[Annotation dataset entries]
++++++++++
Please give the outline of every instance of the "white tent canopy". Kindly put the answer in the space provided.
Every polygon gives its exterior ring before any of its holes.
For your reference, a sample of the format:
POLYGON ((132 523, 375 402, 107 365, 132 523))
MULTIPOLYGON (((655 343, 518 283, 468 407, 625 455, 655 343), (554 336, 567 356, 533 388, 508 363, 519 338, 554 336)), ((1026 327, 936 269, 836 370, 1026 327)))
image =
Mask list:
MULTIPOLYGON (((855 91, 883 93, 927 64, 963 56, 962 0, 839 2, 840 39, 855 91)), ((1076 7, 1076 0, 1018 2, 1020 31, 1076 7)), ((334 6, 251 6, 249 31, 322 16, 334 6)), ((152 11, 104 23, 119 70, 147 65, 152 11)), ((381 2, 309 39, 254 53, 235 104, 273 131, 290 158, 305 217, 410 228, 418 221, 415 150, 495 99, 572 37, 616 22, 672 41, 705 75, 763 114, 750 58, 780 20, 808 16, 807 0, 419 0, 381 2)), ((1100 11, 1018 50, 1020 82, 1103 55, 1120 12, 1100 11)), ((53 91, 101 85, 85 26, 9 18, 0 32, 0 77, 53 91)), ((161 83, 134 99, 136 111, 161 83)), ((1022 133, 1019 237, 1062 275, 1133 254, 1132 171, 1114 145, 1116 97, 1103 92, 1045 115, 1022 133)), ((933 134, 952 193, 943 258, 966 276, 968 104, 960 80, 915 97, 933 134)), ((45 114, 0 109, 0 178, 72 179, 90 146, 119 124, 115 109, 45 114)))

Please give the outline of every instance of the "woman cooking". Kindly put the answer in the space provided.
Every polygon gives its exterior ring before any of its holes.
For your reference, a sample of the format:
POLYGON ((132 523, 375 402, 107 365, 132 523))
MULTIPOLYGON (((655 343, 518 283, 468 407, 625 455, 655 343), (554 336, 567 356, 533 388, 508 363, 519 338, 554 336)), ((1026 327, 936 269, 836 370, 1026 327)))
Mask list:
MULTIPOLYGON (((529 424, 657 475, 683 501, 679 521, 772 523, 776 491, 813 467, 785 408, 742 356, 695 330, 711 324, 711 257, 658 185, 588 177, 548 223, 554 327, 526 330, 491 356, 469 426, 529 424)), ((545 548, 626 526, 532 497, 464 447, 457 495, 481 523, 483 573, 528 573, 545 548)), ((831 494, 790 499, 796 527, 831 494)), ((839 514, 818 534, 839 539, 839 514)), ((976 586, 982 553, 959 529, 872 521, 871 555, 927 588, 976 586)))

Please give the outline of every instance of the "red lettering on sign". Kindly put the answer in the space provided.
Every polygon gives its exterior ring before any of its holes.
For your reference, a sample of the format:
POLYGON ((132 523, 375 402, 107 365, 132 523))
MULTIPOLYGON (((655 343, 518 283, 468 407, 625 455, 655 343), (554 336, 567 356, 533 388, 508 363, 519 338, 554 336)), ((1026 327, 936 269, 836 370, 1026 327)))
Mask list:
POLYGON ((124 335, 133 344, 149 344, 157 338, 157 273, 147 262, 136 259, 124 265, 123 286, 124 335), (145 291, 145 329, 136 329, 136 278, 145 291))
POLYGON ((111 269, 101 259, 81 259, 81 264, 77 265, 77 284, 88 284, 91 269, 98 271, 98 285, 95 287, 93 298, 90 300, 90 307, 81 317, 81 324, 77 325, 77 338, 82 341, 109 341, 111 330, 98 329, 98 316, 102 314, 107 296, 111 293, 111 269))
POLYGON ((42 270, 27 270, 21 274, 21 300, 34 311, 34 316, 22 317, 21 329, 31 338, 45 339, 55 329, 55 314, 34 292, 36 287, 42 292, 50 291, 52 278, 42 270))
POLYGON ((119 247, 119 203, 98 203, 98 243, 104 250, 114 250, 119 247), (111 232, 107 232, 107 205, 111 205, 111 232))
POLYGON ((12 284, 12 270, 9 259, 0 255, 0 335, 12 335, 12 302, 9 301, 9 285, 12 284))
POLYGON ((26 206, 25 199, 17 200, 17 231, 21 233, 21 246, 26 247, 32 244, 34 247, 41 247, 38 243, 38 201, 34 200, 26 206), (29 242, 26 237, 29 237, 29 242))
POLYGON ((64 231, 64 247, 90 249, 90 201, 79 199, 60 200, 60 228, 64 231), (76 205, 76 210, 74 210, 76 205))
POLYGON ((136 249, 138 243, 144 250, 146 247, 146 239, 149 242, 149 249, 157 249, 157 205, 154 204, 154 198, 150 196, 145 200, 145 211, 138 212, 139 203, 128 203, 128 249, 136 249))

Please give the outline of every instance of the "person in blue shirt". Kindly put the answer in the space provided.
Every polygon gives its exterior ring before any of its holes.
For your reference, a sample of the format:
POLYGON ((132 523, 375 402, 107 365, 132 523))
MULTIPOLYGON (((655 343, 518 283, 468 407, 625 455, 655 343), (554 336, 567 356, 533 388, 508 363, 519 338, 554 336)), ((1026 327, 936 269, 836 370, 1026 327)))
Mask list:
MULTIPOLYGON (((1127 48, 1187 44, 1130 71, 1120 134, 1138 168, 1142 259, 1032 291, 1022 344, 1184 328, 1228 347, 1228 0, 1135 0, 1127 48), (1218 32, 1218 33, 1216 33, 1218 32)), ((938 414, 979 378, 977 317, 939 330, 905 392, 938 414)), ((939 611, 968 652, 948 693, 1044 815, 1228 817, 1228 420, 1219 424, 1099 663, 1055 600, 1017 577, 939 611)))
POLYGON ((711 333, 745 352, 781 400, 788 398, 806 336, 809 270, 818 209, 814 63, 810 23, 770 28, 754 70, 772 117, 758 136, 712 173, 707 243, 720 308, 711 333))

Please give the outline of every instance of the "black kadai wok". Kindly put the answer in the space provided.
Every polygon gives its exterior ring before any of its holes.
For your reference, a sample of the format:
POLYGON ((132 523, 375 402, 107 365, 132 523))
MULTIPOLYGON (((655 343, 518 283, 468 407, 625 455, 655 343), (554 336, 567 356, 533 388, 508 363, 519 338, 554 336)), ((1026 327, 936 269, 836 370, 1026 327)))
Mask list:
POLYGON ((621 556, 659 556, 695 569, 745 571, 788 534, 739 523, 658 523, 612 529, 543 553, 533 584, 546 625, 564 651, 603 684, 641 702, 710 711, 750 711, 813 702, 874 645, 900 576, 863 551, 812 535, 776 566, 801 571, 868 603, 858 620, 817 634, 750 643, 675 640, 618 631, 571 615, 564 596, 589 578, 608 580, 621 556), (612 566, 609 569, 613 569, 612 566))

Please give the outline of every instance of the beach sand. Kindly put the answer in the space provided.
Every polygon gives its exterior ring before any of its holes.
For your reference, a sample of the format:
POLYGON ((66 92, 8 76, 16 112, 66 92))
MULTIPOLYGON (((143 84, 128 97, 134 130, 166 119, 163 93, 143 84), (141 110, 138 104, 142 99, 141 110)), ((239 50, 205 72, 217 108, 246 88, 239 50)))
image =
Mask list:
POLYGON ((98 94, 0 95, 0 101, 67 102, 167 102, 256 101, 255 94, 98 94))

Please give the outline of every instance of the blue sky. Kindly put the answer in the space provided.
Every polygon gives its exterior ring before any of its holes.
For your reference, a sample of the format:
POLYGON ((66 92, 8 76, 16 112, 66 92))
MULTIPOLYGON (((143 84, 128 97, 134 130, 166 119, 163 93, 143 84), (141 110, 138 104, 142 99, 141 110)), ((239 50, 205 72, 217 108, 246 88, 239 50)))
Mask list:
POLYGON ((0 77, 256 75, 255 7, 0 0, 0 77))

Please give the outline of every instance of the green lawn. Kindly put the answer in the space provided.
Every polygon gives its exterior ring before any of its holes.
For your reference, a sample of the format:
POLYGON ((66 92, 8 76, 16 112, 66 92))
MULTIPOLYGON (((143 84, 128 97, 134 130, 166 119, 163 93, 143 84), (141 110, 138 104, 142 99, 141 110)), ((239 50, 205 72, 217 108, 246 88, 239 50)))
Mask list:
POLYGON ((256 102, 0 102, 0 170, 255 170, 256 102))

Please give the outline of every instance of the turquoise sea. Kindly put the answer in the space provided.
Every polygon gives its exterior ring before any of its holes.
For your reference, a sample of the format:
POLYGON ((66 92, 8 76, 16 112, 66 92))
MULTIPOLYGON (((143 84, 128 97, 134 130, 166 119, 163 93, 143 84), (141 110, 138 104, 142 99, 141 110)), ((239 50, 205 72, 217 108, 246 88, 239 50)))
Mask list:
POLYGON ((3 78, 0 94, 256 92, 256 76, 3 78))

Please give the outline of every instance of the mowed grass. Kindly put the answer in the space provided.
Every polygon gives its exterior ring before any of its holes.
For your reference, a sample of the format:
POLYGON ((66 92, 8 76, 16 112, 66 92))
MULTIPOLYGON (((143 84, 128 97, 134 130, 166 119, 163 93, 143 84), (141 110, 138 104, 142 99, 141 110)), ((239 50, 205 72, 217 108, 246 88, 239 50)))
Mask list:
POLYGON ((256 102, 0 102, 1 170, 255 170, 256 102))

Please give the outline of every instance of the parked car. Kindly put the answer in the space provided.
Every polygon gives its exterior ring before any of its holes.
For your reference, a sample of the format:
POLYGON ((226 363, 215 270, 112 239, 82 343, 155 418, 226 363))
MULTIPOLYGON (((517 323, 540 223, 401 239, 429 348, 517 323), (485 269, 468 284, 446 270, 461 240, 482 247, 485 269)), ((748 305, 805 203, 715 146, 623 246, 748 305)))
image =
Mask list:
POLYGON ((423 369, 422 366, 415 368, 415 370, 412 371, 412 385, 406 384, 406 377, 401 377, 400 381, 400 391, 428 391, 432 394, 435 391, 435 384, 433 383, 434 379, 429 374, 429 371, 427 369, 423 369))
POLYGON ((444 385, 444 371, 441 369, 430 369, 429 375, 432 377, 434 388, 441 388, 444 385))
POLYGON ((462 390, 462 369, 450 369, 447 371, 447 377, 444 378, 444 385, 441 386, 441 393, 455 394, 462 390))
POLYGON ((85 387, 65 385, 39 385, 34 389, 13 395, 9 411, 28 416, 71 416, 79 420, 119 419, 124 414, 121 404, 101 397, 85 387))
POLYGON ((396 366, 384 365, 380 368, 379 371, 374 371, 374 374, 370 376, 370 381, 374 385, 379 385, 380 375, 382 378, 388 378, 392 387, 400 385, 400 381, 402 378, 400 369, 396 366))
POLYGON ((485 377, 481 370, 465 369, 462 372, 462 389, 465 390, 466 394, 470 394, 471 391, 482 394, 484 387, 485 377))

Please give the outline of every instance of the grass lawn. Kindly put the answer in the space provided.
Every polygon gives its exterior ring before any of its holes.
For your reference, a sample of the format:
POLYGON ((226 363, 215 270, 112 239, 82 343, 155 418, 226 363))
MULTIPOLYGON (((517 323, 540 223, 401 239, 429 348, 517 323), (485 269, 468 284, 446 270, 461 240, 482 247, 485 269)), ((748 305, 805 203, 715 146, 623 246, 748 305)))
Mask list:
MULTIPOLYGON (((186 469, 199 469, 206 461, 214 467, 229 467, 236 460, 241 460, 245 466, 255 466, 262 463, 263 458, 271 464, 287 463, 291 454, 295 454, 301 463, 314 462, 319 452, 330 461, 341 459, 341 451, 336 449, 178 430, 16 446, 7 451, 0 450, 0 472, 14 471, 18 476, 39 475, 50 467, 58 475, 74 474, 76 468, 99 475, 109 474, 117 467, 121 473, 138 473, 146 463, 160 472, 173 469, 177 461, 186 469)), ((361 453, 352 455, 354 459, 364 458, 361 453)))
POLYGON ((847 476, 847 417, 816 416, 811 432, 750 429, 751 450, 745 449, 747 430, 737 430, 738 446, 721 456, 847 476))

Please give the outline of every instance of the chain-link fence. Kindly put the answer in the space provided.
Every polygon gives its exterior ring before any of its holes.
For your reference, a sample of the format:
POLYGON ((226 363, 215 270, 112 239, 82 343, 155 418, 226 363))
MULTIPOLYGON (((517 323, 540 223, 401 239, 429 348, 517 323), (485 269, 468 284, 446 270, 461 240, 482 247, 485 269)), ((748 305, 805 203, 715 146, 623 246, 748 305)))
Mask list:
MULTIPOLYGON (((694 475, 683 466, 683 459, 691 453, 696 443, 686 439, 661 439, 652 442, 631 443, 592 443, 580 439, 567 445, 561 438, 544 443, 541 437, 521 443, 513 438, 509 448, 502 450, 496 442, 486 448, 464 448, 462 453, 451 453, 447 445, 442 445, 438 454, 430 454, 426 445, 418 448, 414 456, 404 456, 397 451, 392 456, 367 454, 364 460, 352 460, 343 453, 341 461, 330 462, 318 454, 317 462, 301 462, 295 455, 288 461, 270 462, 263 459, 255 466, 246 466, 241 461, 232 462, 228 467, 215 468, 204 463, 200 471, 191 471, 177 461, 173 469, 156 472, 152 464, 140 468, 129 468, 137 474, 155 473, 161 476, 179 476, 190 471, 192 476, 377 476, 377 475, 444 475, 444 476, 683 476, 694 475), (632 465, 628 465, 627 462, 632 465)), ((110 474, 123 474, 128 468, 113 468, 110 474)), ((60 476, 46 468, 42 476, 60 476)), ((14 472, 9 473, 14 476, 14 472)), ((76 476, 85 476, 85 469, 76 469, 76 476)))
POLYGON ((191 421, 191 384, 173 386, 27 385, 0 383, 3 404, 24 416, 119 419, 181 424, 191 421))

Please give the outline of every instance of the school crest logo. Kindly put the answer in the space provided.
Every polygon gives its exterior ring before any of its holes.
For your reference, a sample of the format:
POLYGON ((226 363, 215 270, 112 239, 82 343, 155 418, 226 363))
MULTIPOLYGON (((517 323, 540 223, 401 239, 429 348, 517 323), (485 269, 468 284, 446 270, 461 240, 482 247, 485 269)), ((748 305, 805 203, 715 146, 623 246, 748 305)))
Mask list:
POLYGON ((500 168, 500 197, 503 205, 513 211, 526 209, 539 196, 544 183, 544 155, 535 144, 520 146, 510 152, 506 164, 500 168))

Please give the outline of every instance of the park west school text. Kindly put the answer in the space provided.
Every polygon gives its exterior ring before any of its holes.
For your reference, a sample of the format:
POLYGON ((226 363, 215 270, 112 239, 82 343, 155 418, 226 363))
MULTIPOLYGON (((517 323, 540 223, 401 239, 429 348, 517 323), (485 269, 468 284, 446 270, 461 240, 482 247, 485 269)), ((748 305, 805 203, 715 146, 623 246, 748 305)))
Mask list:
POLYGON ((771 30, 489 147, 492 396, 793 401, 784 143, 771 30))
++++++++++
EXERCISE REQUIREMENTS: Render as a numbered list the data between the lines holding "Please give the outline of every instance of the grass" and "POLYGON ((847 476, 847", inclusive, leaving out blank lines.

RESPONSE TO THE TASK:
1. Please give the outline of every instance of the grass lawn. Kindly put the answer in the space provided.
2. Every polygon gives its exterior ring before any of its holes.
3. For your reference, a sample of the format:
4. POLYGON ((226 363, 215 270, 112 239, 82 343, 155 418, 226 363))
5. MULTIPOLYGON (((517 323, 540 223, 401 239, 429 348, 517 323), (485 269, 468 284, 446 270, 461 240, 482 247, 485 269)), ((748 305, 805 203, 715 146, 623 246, 748 305)))
6. Mask list:
7. MULTIPOLYGON (((186 469, 199 469, 206 461, 214 467, 229 467, 236 460, 241 460, 245 466, 255 466, 262 463, 263 458, 271 464, 287 463, 291 454, 295 454, 301 463, 314 462, 319 452, 330 461, 341 459, 341 451, 336 449, 178 430, 16 446, 7 451, 0 450, 0 472, 14 471, 18 476, 39 475, 50 467, 58 475, 74 474, 76 468, 99 475, 109 474, 117 467, 121 473, 138 473, 146 463, 160 472, 173 469, 177 461, 186 469)), ((361 453, 352 455, 354 459, 364 458, 361 453)))
8. POLYGON ((847 476, 847 417, 816 416, 811 432, 750 429, 751 450, 745 449, 747 430, 737 430, 738 446, 721 456, 847 476))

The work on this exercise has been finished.